• **Task**: In full and word for word, copy the records that follow.

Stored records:
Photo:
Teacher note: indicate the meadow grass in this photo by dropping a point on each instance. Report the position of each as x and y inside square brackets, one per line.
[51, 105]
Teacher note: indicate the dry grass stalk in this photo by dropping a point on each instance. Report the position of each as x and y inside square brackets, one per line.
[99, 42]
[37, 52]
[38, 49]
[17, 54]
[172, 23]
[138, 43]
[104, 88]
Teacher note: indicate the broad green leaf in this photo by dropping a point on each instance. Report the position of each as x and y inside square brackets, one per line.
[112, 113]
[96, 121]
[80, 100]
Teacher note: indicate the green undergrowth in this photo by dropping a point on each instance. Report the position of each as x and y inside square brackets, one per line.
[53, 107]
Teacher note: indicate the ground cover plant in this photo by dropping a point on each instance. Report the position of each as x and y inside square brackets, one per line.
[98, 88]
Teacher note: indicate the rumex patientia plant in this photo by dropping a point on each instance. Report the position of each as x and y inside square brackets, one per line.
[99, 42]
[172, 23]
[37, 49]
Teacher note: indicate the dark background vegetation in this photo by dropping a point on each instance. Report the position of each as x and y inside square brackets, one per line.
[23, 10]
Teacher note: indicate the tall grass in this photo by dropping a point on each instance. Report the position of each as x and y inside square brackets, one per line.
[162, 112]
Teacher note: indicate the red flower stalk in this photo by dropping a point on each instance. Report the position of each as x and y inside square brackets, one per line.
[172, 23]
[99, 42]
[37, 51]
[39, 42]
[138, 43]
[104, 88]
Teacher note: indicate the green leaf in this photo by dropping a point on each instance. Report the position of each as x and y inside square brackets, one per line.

• **Exercise output**:
Photo:
Teacher note: indicate the meadow grass in this photo by dropping a point on each instance. Report the position of each as x and y inside square brackets, one per line.
[51, 105]
Teacher note: indicate the dry grass stalk in this photo by dropping a point on each instance. Report the position of each as x and y inside square brackets, one per line.
[99, 42]
[37, 52]
[38, 49]
[17, 54]
[172, 23]
[138, 43]
[104, 88]
Teacher note: indicate the broad green leaf in this photo by dropping a point on each instance. Report the position of each as x and y inside square brackets, one per line.
[112, 113]
[96, 121]
[80, 100]
Teacher note: indicate the green undergrowth in this photo by dropping a point on each instance. Report the position of each as x and y inside square brackets, one per line.
[53, 107]
Teacher note: indicate the ground cover plant in this photo by dropping a point on each instance. Report the position of each as x and y inside square brackets, one per line.
[98, 88]
Teacher note: indicate the rumex patientia plant in this photo by dropping a point on each instance. Report the position of each as x and y inside square brackets, one per line.
[99, 42]
[172, 23]
[37, 49]
Teacher note: indicate the dark background vegetation in this photo by dropping a point on each instance. Report the position of each as x and y inside square brackets, one per line.
[23, 10]
Teacher note: indicate the tall grass in this photo by dropping a point on each instance. Report the position of each as x and y inside square brackets, one per line.
[162, 112]
Teacher note: indicate the red flower stalk in this photo by dropping a point on each instance. Report the position of each as x and y inside square brackets, one per line.
[172, 23]
[99, 42]
[37, 51]
[39, 42]
[138, 43]
[104, 88]
Teacher note: indicate the green leaf in this photo by dropping a point on each instance. Report the position of each as x and y inside square brackets, one per line.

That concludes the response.